Work to do ::
1. Translate this sentence from the wedding forum thread into Spanish: "I also fell on the riser where our head table was when I got up to do my speech."
2. Extend the forum thread about funny wedding moments, picking up after its final post.
* begin Text passage *
(Closed) Tell me the funniest wedding moments

posted 4 years ago in Beehive
Post # 2
Member
2871 posts
Sugar bee
  • Wedding: November 2015

Mine isn’t very fun, but this is me catching a boquet at a wedding a couple years ago. I look like an AMAZON! LOL that camera angle was NOT good!

 

Post # 3
Member
2037 posts
Buzzing bee
  • Wedding: August 2015

Haha the photos of people catching bouquets are so funny!!

My cousin caught mine and was literally rolling on the ground to get it.

I also fell on the riser where our head table was when I got up to do my speech. My sister’s chair was on my dress and I completely fell. I’m sure everyone thought I was drunk!

Post # 4
Member
3185 posts
Sugar bee
  • Wedding: August 2019

bubblescomere:  The last wedding I went to no one o. The groom’s side liked the bride when they lit the unity candle the wind blew it out and one of the aunts shouted looks like god said no. Let’s go and celebrate that god doesn’t want them married. This aunt is very brash. A lot of people laughed I tried not too. I wanna like the bride. Thus family needs Jesus.
* end Text passage *
* begin Collected material *
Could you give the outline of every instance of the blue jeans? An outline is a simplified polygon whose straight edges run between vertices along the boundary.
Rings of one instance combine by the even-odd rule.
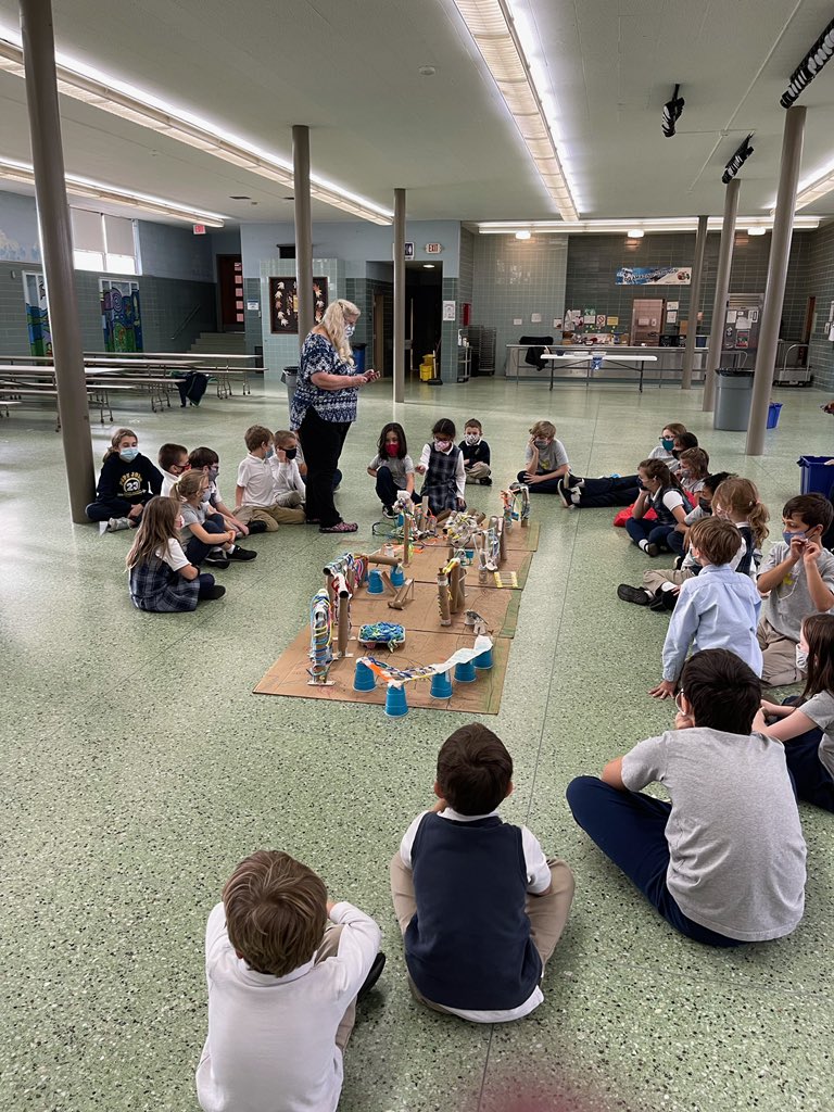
* end Collected material *
Results by task ::
1. También me caí en la tarima donde estaba nuestra mesa principal cuando me levanté para dar mi discurso.

2.
Post # 5
Member
714 posts
Busy bee
  • Wedding: September 2015

At our wedding reception my son who is 3, grabbed this little girls face and planted a huge kiss! The other little girl there got so upset she cried because he didn’t kiss her, so he said “its ok I’ll kiss you too”, then planted a big kiss on her. The whole night he was trying to kiss that one little girl over and over. We had to pull him off. He said “well mommy and Cody keep kissing how come I can’t?!” I love that kid!! 

Post # 7
Member
1296 posts
Bumble bee
  • Wedding: June 2016

courtneysokal:  Try this:  “At the last wedding I went to, no one on the groom’s side liked the bride. When they lit the unity candle, the wind blew it out and one of the aunts shouted, “Looks like God said no. Let’s go and celebrate that God doesn’t want them married!” This aunt is very brash. A lot of people laughed, but I tried not to. I want to like the bride. This family needs Jesus.”

Post # 8
Member
481 posts
Helper bee
  • Wedding: September 2014

A ladybug flew into my eye when our pastor was giving his speech before our vows. I freaked out (swatted my own face and yelped) because I thought it was a bee. It was an outdoor wedding and there were a lot of bees flying around. I then realized it was a ladybug and said, “It’s not a bee. Moving on.” Everyone laughed. I laugh now, but I was so embarrassed at the time.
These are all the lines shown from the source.